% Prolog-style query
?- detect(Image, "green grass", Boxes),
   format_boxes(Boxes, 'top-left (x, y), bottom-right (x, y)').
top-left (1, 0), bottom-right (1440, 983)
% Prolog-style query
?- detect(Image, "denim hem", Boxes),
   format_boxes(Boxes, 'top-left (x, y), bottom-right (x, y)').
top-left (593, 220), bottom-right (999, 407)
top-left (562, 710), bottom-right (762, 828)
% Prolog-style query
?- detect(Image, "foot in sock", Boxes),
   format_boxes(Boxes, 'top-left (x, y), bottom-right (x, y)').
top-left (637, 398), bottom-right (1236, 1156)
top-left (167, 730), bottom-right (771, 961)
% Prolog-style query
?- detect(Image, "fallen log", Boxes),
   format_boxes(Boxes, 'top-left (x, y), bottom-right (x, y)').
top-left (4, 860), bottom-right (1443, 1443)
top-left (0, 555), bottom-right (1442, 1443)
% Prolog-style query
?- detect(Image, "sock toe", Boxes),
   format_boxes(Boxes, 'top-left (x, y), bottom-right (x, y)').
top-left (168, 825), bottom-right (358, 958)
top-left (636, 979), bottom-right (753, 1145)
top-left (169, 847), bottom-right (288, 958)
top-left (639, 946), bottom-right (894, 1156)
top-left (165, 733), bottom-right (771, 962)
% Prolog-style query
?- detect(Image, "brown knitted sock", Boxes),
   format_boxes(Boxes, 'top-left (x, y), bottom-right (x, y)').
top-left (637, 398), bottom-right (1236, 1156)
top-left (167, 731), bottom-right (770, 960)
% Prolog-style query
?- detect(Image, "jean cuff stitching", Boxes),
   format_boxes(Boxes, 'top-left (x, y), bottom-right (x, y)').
■ ■ ■ ■ ■
> **Work instruction**: Line by line, reproduce the data above exactly.

> **Exercise answer**:
% Prolog-style query
?- detect(Image, "green grass", Boxes),
   format_boxes(Boxes, 'top-left (x, y), bottom-right (x, y)').
top-left (1, 0), bottom-right (1440, 983)
% Prolog-style query
?- detect(Image, "denim hem", Boxes),
   format_boxes(Boxes, 'top-left (x, y), bottom-right (x, y)').
top-left (593, 220), bottom-right (999, 407)
top-left (562, 710), bottom-right (762, 828)
% Prolog-style query
?- detect(Image, "foot in sock", Boxes),
   format_boxes(Boxes, 'top-left (x, y), bottom-right (x, y)').
top-left (637, 398), bottom-right (1236, 1156)
top-left (167, 730), bottom-right (771, 961)
% Prolog-style query
?- detect(Image, "fallen log", Boxes),
   format_boxes(Boxes, 'top-left (x, y), bottom-right (x, y)').
top-left (4, 860), bottom-right (1443, 1443)
top-left (0, 555), bottom-right (1442, 1443)
% Prolog-style query
?- detect(Image, "sock toe", Boxes),
   format_boxes(Boxes, 'top-left (x, y), bottom-right (x, y)').
top-left (168, 825), bottom-right (358, 958)
top-left (636, 979), bottom-right (753, 1145)
top-left (169, 847), bottom-right (288, 958)
top-left (639, 946), bottom-right (894, 1156)
top-left (165, 733), bottom-right (771, 962)
% Prolog-style query
?- detect(Image, "brown knitted sock", Boxes),
   format_boxes(Boxes, 'top-left (x, y), bottom-right (x, y)').
top-left (637, 398), bottom-right (1236, 1156)
top-left (167, 731), bottom-right (770, 960)
% Prolog-style query
?- detect(Image, "jean cuff stitching", Boxes),
   format_boxes(Boxes, 'top-left (x, y), bottom-right (x, y)').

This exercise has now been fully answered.